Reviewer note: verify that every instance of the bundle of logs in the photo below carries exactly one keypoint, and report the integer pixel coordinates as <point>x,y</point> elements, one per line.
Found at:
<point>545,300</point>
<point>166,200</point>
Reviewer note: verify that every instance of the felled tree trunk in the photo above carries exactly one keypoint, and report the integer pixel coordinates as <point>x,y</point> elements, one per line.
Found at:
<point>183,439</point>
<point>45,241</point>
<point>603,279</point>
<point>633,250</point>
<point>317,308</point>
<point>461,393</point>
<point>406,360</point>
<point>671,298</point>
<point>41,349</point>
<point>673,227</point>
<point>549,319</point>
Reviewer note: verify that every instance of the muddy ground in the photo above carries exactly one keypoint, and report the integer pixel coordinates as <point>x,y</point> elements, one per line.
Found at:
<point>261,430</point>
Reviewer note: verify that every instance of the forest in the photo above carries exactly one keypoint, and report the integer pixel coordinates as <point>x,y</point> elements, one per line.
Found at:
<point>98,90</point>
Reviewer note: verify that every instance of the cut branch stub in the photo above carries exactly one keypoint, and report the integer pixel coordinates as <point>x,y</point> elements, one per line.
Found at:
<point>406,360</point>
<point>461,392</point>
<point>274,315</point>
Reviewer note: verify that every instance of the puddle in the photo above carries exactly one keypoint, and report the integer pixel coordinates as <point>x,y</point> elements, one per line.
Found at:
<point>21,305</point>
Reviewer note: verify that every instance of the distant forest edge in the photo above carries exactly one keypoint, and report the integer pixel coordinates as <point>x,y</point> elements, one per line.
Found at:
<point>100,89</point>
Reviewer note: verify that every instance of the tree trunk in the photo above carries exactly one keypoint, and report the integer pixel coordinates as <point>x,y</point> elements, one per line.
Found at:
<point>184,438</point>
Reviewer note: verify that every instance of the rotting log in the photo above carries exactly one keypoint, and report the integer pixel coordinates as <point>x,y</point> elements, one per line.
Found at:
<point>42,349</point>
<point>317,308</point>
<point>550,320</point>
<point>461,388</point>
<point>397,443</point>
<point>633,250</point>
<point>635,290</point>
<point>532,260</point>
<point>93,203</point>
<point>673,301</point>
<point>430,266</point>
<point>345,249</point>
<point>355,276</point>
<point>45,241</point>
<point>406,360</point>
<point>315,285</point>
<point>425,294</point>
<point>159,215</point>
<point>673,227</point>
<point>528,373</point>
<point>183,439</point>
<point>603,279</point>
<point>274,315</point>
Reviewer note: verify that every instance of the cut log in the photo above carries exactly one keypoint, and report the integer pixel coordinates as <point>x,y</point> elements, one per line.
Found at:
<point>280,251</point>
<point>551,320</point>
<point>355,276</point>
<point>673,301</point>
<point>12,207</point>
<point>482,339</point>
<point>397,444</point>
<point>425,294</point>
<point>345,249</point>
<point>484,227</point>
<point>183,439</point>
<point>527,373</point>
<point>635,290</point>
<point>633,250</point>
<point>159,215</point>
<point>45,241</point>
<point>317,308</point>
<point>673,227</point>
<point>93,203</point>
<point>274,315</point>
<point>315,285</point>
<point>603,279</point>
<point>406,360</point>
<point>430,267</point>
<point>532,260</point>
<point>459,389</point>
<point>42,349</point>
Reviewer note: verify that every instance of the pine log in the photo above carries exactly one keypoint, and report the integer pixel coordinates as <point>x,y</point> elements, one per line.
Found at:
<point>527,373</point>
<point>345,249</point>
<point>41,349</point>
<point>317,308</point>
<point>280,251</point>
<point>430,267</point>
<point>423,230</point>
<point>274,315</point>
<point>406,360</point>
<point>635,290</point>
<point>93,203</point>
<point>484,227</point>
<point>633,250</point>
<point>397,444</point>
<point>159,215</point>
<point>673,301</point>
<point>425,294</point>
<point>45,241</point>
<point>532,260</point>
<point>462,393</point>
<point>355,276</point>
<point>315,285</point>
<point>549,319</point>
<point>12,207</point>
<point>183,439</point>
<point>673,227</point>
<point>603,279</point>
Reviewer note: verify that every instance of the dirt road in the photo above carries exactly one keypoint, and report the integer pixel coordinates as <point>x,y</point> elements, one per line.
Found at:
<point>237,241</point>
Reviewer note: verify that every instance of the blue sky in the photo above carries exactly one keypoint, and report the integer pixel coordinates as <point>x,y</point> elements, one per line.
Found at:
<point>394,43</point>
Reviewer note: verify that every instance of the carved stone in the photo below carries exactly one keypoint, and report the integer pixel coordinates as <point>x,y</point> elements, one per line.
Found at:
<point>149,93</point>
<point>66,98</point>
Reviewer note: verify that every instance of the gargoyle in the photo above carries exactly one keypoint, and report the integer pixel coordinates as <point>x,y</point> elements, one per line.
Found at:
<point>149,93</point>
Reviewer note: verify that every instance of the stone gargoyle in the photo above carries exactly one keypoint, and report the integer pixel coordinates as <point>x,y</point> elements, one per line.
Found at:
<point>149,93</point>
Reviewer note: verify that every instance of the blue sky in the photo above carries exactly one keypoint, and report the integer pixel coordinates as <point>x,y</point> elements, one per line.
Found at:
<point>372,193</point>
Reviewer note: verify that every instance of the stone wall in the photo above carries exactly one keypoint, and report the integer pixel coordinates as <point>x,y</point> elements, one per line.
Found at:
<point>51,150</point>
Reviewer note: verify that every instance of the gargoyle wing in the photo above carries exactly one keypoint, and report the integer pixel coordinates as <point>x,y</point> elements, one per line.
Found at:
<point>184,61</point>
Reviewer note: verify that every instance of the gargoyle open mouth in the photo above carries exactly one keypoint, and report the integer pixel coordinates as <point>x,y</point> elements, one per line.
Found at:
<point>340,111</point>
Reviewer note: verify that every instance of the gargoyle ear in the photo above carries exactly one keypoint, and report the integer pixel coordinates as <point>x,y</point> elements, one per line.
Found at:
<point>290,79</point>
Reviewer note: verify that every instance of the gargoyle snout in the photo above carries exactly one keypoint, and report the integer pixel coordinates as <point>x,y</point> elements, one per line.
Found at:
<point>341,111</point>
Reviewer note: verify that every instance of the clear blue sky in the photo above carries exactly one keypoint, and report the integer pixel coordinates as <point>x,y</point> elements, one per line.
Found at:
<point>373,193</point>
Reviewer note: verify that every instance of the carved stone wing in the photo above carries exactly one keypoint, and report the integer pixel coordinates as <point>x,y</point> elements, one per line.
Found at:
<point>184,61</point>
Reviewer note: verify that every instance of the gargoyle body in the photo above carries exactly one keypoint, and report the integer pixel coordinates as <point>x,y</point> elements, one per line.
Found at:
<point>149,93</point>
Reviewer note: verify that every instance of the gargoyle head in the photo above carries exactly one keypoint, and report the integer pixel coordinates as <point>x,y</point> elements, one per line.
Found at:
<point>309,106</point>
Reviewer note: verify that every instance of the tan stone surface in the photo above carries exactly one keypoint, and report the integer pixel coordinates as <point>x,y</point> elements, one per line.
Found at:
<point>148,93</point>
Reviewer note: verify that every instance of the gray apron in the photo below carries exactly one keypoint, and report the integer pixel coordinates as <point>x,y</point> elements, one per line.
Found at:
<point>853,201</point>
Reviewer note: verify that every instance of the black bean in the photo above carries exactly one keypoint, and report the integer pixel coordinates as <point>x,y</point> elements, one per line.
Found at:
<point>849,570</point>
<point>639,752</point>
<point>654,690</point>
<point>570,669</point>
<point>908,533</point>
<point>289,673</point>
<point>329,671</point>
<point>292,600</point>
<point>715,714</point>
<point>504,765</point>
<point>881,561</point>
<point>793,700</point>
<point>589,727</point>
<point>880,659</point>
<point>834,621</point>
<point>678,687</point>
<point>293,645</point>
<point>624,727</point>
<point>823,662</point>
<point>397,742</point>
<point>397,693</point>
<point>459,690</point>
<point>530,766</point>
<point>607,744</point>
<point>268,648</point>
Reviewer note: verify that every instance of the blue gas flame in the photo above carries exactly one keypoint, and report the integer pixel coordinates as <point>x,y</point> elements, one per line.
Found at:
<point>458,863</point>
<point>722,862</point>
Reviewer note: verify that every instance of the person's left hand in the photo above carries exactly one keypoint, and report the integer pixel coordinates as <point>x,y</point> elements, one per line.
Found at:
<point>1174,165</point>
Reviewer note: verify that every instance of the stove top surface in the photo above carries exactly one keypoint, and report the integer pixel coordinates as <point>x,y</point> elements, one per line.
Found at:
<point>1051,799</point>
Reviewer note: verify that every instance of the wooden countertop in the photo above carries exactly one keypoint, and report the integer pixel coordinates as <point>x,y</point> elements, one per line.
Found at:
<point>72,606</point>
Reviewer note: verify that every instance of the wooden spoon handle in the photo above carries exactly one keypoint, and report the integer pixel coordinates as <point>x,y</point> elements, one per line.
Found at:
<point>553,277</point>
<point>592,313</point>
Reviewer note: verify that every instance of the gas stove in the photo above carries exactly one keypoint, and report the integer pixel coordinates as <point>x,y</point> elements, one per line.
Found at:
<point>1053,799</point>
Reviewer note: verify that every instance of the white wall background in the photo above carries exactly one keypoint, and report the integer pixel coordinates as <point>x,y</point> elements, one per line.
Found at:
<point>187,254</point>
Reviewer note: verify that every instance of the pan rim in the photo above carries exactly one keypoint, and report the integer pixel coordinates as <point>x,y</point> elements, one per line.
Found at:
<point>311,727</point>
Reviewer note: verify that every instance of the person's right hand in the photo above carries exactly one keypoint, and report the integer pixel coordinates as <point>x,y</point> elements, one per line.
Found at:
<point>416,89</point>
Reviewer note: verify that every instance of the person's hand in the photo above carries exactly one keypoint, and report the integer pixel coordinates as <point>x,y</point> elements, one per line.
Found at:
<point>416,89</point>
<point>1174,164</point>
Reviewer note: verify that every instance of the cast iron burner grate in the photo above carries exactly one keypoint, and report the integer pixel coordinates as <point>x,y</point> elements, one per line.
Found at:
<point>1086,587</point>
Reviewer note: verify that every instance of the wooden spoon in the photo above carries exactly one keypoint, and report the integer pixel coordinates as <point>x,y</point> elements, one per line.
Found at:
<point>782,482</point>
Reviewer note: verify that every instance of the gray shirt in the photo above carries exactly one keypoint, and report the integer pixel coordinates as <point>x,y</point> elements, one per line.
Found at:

-------------------------

[Problem]: Retype, exactly and in full, the lines above from the one containing "the wooden countertop" through the one containing "Reviewer note: verify that every instance of the gas".

[Response to this exercise]:
Reviewer note: verify that every instance of the wooden countertop in the photo above carries exactly one keypoint, and report the integer pixel coordinates as <point>x,y</point> elements, one per line.
Found at:
<point>72,606</point>
Reviewer note: verify that every instance of the wooden spoon handle in the photo above carries exactly one keypoint, and report the integer pixel coordinates as <point>x,y</point> elements, one per line.
Found at:
<point>553,277</point>
<point>592,313</point>
Reviewer note: verify that every instance of the gas stove in the photo above carries exactly one keypoint, and report the integer pixel coordinates as <point>x,y</point> elements, one per line.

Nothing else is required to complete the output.